===== Document text

Actuator 10 receives actuator control commands A, is controlled accordingly and carries out an action corresponding to actuator control commands A. Actuator 10 may comprise a control logic which transforms actuator control command A into a further control command, which is then used to control actuator 10.
In further embodiments, control system 40 may comprise sensor 30. In even further embodiments, control system 40 alternatively or additionally may comprise actuator 10.
In still further embodiments, it may be envisioned that control system 40 controls a display 10a instead of an actuator 10.
Furthermore, control system 40 may comprise a processor 45 (or a plurality of processors) and at least one machine-readable storage medium 46 on which instructions are stored which, if carried out, cause control system 40 to carry out a method according to one aspect of the invention.
Sensor 30 may comprise one or more video sensors and/or one or more radar sensors and/or one or more ultrasonic sensors and/or one or more LiDAR sensors and or one or more position sensors (like e.g. GPS). Some or all of these sensors are preferably but not necessarily integrated in vehicle 100.
Alternatively or additionally sensor 30 may comprise an information system for determining a state of the actuator system. One example for such an information system is a weather information system which determines a present or future state of the weather in environment 20.
For example, using input signal x, the classifier 60 may for example detect objects in the vicinity of the at least partially autonomous robot. Output signal y may comprise an information which characterizes where objects are located in the vicinity of the at least partially autonomous robot. Control command A may then be determined in accordance with this information, for example to avoid collisions with said detected objects.

==========

# Instruction a
Answer the following questions using the control system text above.
(i) What may control system 40 control instead of an actuator 10?
(ii) What example of an information system does the text give?
(iii) Using input signal x, what may classifier 60 detect?

===== Supplied records

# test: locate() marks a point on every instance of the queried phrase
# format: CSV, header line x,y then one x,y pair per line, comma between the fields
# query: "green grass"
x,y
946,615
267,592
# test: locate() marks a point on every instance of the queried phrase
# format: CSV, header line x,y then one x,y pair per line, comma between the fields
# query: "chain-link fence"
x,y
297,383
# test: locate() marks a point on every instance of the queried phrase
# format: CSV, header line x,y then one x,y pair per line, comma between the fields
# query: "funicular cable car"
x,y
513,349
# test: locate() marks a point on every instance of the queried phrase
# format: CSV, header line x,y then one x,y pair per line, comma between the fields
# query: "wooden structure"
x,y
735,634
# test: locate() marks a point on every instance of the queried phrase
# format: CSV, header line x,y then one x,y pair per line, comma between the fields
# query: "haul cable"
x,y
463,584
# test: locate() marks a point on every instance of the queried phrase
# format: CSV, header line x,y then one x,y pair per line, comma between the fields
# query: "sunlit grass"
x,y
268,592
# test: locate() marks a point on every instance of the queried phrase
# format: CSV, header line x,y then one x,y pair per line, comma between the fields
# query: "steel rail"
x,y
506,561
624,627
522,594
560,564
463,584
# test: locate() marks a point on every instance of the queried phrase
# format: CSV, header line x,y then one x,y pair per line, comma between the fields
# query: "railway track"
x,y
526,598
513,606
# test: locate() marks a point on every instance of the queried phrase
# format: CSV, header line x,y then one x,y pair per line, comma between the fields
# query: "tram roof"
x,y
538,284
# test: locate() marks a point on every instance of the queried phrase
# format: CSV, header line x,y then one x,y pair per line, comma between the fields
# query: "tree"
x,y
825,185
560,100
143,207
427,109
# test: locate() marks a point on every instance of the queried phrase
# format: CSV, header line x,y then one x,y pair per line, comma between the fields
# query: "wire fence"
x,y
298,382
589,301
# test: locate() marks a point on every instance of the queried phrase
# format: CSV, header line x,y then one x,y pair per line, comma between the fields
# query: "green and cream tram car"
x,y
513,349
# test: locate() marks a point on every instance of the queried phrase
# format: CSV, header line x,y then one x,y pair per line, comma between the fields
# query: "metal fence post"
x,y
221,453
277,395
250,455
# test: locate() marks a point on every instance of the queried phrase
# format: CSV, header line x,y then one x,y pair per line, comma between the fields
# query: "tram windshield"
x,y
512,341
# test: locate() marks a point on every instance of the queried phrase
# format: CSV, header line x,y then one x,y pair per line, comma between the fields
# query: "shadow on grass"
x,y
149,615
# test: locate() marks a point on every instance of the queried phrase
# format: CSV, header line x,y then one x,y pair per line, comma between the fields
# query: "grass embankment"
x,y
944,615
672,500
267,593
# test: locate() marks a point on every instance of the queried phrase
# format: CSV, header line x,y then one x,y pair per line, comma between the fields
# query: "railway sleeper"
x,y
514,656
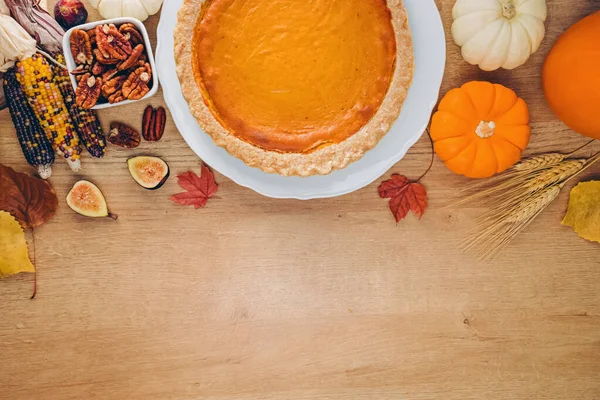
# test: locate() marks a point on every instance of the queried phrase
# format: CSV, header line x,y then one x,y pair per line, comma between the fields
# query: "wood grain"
x,y
254,298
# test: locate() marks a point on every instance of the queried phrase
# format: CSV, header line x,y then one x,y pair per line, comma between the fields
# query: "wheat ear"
x,y
500,230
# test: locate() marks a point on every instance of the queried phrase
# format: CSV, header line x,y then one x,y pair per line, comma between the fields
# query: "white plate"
x,y
430,59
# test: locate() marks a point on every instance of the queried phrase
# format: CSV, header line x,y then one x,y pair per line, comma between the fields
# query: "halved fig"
x,y
86,199
149,172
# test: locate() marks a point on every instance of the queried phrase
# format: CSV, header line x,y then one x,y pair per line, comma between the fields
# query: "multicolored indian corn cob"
x,y
37,80
36,147
86,122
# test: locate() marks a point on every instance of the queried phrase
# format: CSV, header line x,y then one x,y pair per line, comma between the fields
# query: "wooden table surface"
x,y
254,298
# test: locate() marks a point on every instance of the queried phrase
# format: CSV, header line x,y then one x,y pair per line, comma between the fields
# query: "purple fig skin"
x,y
70,13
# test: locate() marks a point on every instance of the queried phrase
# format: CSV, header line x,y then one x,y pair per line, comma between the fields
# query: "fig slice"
x,y
86,199
149,172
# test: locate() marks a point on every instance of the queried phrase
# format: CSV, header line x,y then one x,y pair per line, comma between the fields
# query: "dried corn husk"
x,y
15,43
38,23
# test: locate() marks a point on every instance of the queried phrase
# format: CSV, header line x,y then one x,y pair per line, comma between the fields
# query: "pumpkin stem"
x,y
508,10
485,129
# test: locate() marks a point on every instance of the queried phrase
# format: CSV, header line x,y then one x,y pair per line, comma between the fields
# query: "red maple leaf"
x,y
404,195
199,188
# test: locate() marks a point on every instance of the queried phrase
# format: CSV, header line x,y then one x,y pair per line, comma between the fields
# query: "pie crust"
x,y
324,159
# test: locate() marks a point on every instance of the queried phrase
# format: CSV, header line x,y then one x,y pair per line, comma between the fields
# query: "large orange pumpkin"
x,y
571,77
480,129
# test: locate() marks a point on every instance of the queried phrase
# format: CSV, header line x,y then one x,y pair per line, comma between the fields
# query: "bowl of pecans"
x,y
110,63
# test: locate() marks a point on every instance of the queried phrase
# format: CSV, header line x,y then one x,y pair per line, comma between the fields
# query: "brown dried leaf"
x,y
30,200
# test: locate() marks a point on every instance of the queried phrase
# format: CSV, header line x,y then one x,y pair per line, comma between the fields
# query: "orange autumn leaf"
x,y
199,188
404,196
31,201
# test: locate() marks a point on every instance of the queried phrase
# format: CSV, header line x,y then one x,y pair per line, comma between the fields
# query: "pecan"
x,y
136,85
80,70
88,91
131,33
92,34
133,58
112,43
160,122
116,97
148,122
123,135
112,86
81,48
98,69
153,123
103,60
109,74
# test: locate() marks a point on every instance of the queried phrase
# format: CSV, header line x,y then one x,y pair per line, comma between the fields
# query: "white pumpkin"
x,y
499,33
139,9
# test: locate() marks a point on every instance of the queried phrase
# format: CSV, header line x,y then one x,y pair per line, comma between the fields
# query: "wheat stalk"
x,y
556,174
539,162
519,199
531,207
544,161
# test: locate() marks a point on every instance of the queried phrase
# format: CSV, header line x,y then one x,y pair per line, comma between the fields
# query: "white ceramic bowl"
x,y
117,21
430,59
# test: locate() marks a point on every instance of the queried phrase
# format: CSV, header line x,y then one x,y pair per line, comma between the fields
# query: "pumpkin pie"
x,y
295,87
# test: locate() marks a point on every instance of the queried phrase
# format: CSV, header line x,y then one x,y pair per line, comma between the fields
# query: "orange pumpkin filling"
x,y
294,75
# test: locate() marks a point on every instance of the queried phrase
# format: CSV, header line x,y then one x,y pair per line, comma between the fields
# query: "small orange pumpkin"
x,y
480,129
571,77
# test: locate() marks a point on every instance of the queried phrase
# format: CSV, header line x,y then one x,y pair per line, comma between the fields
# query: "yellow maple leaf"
x,y
14,257
584,210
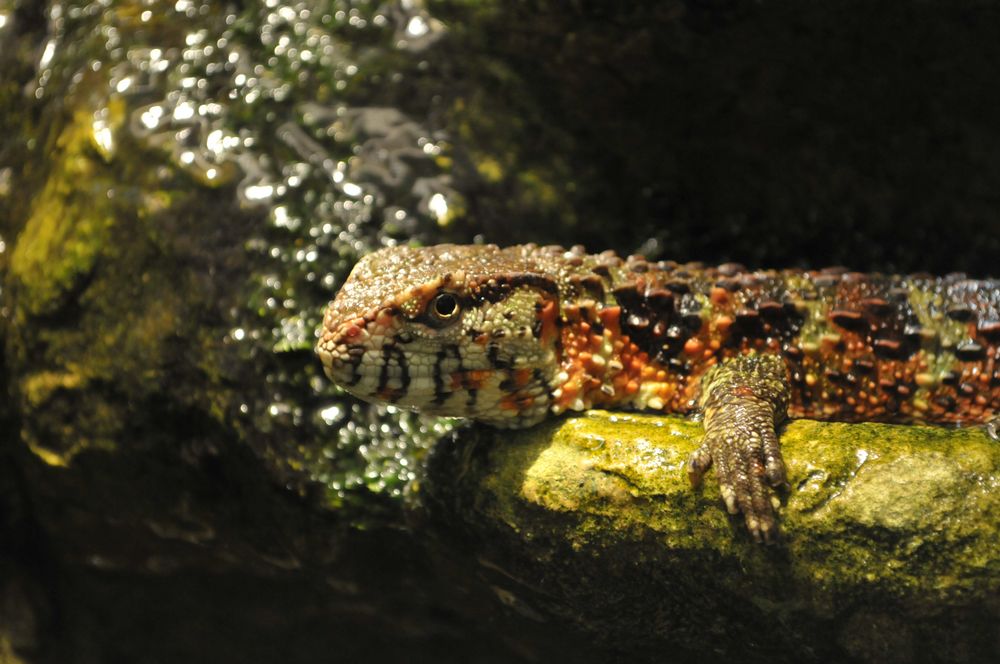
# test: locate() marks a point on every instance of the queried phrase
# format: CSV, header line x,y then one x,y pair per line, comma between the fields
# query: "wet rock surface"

==========

# Instruction b
Report every line of the entries that contains the word "grass".

# Expected answer a
(i) A display 10a.
(ii) A weather information system, which determines a present or future state of the weather in environment 20.
(iii) Objects in the vicinity of the at least partially autonomous robot.

# Expected answer b
# query: "green grass"
# query: "sunlit grass"
# query: "shadow on grass"
# query: "grass embankment"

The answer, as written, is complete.